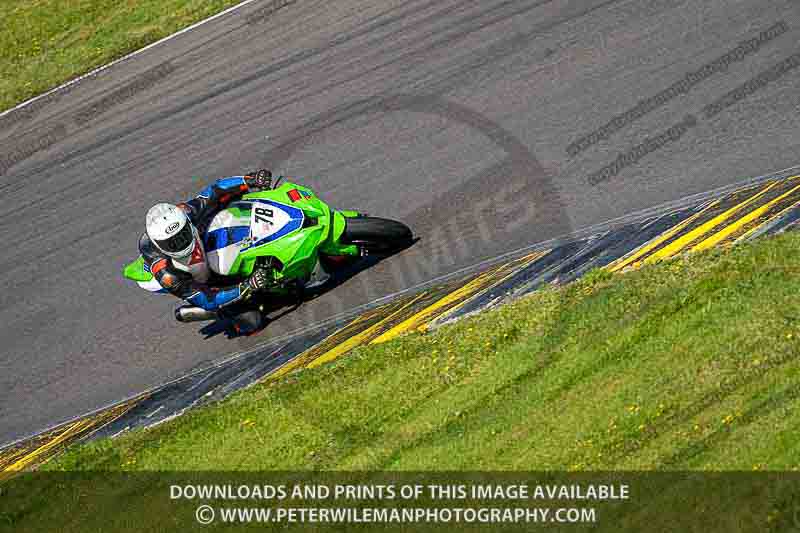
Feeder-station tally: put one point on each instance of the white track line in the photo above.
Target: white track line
(125, 58)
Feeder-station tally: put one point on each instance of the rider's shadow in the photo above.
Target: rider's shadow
(277, 307)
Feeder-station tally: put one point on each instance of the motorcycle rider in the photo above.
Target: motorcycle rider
(173, 252)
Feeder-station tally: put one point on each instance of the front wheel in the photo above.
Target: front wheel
(377, 234)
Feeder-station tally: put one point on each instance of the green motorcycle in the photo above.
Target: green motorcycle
(289, 230)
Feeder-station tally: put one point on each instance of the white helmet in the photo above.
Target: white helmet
(170, 230)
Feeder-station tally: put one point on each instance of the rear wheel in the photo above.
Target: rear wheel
(377, 234)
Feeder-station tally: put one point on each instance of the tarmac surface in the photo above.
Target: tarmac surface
(460, 118)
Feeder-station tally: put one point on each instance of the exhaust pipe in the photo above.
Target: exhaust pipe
(190, 313)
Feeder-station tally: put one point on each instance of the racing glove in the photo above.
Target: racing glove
(259, 179)
(261, 279)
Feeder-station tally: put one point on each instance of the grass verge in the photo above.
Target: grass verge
(47, 42)
(691, 364)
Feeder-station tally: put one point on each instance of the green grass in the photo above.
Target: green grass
(691, 364)
(47, 42)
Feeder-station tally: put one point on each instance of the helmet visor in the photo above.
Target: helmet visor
(178, 242)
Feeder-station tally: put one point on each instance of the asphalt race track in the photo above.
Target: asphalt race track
(455, 117)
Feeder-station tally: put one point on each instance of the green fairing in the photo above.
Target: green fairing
(298, 250)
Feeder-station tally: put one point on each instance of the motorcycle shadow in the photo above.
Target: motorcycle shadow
(276, 307)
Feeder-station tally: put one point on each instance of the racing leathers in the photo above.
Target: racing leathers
(189, 277)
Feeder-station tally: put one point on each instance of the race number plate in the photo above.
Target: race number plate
(270, 221)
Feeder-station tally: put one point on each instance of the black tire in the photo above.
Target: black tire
(377, 234)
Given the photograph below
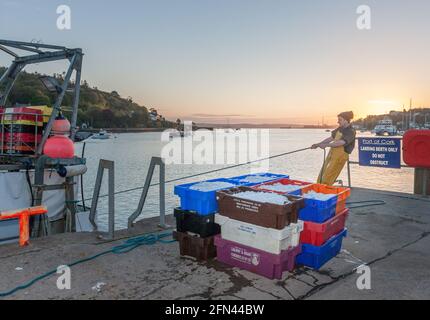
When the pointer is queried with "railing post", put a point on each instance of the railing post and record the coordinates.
(110, 165)
(349, 174)
(162, 193)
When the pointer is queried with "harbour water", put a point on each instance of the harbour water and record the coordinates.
(132, 153)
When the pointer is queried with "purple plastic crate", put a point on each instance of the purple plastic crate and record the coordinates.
(266, 264)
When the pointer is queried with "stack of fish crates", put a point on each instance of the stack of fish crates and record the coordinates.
(324, 218)
(260, 231)
(325, 215)
(195, 217)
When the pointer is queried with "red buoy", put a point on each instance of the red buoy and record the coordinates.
(416, 148)
(59, 147)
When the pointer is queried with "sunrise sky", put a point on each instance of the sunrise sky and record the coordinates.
(271, 61)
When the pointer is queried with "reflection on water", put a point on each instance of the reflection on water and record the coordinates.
(132, 153)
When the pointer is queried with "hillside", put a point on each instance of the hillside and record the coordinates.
(97, 109)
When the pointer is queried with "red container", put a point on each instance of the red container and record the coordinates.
(59, 147)
(286, 182)
(21, 115)
(342, 194)
(261, 214)
(416, 148)
(266, 264)
(202, 249)
(317, 234)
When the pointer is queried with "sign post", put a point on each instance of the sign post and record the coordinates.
(380, 152)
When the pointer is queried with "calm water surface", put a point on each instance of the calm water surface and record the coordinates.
(132, 153)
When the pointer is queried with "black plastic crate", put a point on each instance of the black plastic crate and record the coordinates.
(188, 221)
(203, 249)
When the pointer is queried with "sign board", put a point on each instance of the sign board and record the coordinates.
(380, 152)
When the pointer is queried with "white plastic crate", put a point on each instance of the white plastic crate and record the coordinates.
(266, 239)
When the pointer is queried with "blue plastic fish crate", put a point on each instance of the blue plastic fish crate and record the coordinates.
(272, 176)
(318, 210)
(201, 202)
(315, 257)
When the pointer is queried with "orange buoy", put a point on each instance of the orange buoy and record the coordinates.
(24, 221)
(61, 125)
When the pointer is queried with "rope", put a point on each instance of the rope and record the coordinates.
(207, 172)
(125, 247)
(364, 204)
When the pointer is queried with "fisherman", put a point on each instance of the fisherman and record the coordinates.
(342, 143)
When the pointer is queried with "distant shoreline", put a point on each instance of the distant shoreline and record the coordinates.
(138, 130)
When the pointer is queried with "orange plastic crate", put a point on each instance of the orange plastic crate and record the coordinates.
(342, 193)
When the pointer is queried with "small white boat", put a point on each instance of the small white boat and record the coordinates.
(102, 135)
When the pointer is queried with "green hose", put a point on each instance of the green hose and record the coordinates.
(125, 247)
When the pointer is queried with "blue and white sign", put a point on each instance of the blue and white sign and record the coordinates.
(380, 152)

* [TASK DETAILS] From the listing above, repeat exactly the lines starting at the line that includes "Target: front wheel" and ending at the line that includes "grass in the photo above.", with nothing outside that span.

* [RESULT OF THIS EXERCISE]
Target: front wheel
(377, 234)
Feeder-station tally: put one point on each instance of the green motorcycle in the photo above.
Target: green motorcycle
(289, 230)
Feeder-station tally: put one point on each instance of the white helmet in the photo above.
Target: white helmet
(170, 230)
Feeder-station tally: put one point on each instance of the rear wheel in the photo above.
Target: rear wheel
(377, 234)
Feeder-station tally: put one point on each instance of the tarmac surface in the photo above.
Target: tarmac surface
(460, 118)
Feeder-station tally: put one point on each instance of the exhaust pipe in the photo above.
Target: exhaust pipe
(190, 313)
Feeder-station tally: put one point on each instance of the racing glove in the photo above.
Target: racing glove
(259, 179)
(261, 279)
Feeder-station tally: put one point on each instance of the grass verge in the photo above.
Target: grass verge
(47, 42)
(691, 364)
Feeder-station tally: put one point on each instance of the green grass in the photo above.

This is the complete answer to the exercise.